DATA TO USE —
** BEGIN **
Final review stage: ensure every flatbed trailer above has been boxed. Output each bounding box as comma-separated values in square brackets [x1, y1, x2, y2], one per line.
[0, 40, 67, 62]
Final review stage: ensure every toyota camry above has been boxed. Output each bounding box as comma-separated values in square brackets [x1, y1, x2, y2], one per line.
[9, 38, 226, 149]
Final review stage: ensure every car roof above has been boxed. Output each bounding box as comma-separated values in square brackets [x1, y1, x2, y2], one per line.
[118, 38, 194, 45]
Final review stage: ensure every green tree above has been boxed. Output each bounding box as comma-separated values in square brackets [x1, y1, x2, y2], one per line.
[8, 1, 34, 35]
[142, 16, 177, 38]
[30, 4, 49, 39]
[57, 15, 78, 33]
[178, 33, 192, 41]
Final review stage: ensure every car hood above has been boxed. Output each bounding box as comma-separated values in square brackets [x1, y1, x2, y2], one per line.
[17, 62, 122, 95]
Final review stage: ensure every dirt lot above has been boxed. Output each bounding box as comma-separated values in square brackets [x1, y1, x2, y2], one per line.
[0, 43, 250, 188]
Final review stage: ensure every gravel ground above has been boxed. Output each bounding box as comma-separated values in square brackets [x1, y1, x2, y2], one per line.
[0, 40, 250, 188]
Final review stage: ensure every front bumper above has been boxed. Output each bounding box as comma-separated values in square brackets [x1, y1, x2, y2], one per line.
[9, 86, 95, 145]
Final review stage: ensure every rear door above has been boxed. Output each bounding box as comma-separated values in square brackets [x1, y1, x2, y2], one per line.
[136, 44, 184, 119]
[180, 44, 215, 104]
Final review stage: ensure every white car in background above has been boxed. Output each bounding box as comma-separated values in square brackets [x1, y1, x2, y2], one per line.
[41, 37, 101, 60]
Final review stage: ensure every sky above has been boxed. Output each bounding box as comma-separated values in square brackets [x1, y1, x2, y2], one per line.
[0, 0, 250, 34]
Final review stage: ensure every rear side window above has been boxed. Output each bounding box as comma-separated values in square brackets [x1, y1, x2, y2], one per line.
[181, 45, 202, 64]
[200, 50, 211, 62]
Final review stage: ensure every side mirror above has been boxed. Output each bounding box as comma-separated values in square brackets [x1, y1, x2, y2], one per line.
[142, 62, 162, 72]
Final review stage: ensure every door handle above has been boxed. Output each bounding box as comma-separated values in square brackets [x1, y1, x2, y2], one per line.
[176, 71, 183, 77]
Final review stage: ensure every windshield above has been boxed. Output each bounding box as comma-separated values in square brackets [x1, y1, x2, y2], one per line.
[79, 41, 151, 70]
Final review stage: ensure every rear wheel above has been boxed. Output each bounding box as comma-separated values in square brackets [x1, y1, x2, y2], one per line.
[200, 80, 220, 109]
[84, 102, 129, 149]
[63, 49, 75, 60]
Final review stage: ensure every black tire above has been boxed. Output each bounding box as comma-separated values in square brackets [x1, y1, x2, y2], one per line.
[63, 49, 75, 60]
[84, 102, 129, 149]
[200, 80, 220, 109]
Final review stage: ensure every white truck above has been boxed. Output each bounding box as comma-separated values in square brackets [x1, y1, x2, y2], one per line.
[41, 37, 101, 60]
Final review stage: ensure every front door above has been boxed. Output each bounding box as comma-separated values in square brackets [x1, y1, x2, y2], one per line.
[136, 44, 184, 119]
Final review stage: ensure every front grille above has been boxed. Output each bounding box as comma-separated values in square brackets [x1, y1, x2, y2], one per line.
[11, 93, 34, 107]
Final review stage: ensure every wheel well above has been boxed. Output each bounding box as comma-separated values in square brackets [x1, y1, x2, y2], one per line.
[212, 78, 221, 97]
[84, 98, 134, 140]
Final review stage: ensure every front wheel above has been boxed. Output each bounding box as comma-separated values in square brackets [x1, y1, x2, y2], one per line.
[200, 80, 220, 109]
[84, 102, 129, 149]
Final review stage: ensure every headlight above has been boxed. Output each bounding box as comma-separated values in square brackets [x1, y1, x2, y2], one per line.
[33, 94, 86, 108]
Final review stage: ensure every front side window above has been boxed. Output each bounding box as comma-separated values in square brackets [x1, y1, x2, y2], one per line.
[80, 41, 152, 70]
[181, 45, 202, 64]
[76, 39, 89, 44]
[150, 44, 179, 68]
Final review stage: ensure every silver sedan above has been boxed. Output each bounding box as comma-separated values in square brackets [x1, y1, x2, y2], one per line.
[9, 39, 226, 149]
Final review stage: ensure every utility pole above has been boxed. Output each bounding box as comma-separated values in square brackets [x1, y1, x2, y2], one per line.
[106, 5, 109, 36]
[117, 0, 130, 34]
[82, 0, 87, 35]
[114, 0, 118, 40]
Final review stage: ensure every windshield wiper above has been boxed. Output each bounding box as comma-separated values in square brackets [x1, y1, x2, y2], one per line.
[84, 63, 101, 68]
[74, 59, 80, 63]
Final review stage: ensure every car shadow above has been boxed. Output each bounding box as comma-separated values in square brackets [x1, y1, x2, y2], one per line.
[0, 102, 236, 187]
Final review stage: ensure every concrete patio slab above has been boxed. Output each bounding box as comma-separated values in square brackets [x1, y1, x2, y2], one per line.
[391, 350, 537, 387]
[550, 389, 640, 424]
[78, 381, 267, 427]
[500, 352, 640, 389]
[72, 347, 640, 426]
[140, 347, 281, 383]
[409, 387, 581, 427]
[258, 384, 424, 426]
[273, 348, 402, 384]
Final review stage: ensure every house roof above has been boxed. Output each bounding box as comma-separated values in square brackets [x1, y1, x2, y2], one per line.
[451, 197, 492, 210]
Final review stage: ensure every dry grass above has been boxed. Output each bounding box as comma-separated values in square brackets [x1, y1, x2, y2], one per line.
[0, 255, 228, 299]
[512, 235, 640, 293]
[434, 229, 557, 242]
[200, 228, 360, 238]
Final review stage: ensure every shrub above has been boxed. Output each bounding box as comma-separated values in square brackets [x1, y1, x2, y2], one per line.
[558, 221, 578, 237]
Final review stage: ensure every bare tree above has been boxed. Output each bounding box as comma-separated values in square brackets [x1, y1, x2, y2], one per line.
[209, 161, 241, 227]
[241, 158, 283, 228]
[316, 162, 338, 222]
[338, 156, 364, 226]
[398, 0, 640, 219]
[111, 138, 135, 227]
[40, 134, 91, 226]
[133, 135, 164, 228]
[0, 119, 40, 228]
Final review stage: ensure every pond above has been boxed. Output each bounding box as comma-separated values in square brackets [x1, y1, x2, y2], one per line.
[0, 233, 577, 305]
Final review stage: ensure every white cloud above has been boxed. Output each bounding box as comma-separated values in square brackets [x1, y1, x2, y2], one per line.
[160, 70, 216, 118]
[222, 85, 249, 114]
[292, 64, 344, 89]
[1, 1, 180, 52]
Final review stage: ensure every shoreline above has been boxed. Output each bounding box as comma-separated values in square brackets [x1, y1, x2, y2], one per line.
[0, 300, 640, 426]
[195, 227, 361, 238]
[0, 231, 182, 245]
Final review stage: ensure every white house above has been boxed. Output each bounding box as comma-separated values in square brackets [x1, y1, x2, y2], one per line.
** END **
BRIEF — Pull out the lines of the records verbatim, starting at the first line and ending after the line that contains "[9, 38, 226, 149]".

REPLY —
Final review stage: ensure every flatbed trailer above has been boxed. Output each bounding box as comma-separated values in square brackets [x1, y1, x2, y2], one per line.
[0, 40, 67, 62]
Final review stage: ensure every toyota camry above has been boxed. Output each bounding box as comma-separated values in square brackets [x1, y1, x2, y2], one per line.
[9, 38, 226, 149]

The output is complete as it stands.